Issue #19541 has been updated by kjtsanaktsidis (KJ Tsanaktsidis).
Thanks Alan for your feedback and clarifying YJIT's goals for me.
First off, let me confirm I'm on the same page as you about a couple of things.
I totally agree the unwind-info-registration API's in GNU land are _awful_. Windows
does this way better with `RtlInstallFunctionTableCallback` - it covers both in-process
and out-of-process unwinding in a lazy way. Alas, not what we have available on
GNU/Linux.
I agree with your premise that YJIT does not muck around with the stack in very creative
ways, and very little information is actually needed to unwind through YJIT frames. My
approach in my POC was to make Ruby use the most obvious and well-exercised platform APIs
for registering unwind info, which to me seemed to be `__register_frame` and
`__jit_debug_register_code`. That is, I went through the rigmarole of DWARF CFI & ELF
generation to try and be a good platform citizen.
I also agree however that this is pretty heavyweight - the ELF file generation especially
because it has to be regenerated periodically if it runs out of "free" space to
jam more debuginfo in there.
Finally, I also acknowledge that adding Rust dependencies increases compile times & is
a huge pain for downstream distributors etc, and you've gone to quite some effort to
_not_ do that - I assume these are the main issues with actually adding the gimli/object
dependencies per-se?
The general "vibe" I get from your feedback is that we don't want to
introduce huge implementation complexity just to make YJIT use the "standard"
unwinding mechanisms; rather, we should actually implement the simplest thing that works
for YJIT, and then tailor _that_ to platform interfaces.
One final thing to clarify though:
For cases where Ruby already links with libunwind
(some Linux distros and BSDs), we can register with its dynamic interface
If you're referring to `UNW_INFO_FORMAT_DYNAMIC` info, that's actually totally
unimplemented in libunwind for anything except Itanium (which... I assume is not a target
YJIT wants to support xD ). `UNW_INFO_FORMAT_TABLE` works AFAICT, but requries generating
DWARF CFI info (which is something we'd like to avoid).
---
OK, so what can we do that satisfies the following constraints?
1. Lets us unwind stacks containing YJIT frames in both GDB and the crash reporter
2. Does not require us to construct complex in-memory structures which are really designed
for on-disk use (i.e. no ELF files)
3. Does not require us to use DWARF CFI (which is far too complex for the simple stacks
that YJIT lays out)
4. Has very little runtime CPU cost to construct and register
5. Has very little runtime memory cost to have hanging around
I think I have a rough idea of something that might fit the bill.
Firstly, let's have YJIT generate a "compact unwind info format" of our own.
I definitely need to experiment with implementation before being too specific here, but
roughly...
* There would actually be two separate tables - one for inline, and one for outline.
* It would be sorted by IP
* It would be only _appended_ to when code is generated - this is because (normally) the
IP of generated code for each code block only increases. This means hopefully a minimum of
gratuitous memcpy'g around of data (except for when it needs to grow).
* Need to do something about Code GC, which violates the "IP only increases"

Dataset content:
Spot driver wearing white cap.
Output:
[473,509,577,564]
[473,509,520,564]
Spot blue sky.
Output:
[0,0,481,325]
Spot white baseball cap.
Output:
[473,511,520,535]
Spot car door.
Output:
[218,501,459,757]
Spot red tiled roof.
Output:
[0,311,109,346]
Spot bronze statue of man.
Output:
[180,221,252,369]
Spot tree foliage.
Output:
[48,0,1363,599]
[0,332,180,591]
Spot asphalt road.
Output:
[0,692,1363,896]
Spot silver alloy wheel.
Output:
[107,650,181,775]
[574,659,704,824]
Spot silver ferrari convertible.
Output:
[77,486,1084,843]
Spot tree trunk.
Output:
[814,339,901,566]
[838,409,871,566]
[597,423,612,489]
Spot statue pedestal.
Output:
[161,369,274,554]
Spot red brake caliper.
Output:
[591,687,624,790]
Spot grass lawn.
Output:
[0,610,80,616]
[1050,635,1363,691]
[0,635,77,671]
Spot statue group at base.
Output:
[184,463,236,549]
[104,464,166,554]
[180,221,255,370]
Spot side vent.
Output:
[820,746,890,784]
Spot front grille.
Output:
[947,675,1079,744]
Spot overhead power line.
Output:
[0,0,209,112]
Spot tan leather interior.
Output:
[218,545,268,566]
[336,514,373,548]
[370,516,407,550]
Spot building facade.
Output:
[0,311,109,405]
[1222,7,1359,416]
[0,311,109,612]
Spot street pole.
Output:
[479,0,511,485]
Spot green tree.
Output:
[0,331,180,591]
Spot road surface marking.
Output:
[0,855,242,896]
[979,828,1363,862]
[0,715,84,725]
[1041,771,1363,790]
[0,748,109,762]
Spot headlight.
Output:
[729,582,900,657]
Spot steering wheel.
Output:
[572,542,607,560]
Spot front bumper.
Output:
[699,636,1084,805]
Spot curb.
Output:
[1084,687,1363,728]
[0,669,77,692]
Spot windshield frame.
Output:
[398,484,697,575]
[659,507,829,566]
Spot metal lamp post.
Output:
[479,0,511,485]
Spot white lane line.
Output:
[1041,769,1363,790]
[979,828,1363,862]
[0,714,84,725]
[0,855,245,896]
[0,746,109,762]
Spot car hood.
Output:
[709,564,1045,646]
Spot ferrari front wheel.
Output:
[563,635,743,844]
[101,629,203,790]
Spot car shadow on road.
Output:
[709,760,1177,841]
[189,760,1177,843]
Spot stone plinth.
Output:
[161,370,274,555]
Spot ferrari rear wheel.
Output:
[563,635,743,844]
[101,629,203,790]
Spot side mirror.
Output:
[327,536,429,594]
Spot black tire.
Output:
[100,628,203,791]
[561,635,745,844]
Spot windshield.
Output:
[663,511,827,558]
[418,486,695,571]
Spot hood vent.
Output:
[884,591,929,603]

To do:
1: Decide whether each statement agrees with the YJIT unwinding post. Answer yes or no for each, and quote the deciding words from the post. (a) The post says Windows handles unwind-info registration better through `RtlInstallFunctionTableCallback`. (b) According to the post, libunwind fully implements `UNW_INFO_FORMAT_DYNAMIC` on Linux. (c) The proposed unwind tables would be sorted by function name.
2: Write out the part of the records that opens with the line containing "Spot stone plinth." and runs through the end of the records, including both ends.

Worked solutions:
1:
(a) Yes: "Windows does this way better with `RtlInstallFunctionTableCallback`"
(b) No: "that's actually totally unimplemented in libunwind for anything except Itanium"
(c) No: "It would be sorted by IP"

2:
Spot stone plinth.
Output:
[161,370,274,555]
Spot ferrari rear wheel.
Output:
[563,635,743,844]
[101,629,203,790]
Spot side mirror.
Output:
[327,536,429,594]
Spot black tire.
Output:
[100,628,203,791]
[561,635,745,844]
Spot windshield.
Output:
[663,511,827,558]
[418,486,695,571]
Spot hood vent.
Output:
[884,591,929,603]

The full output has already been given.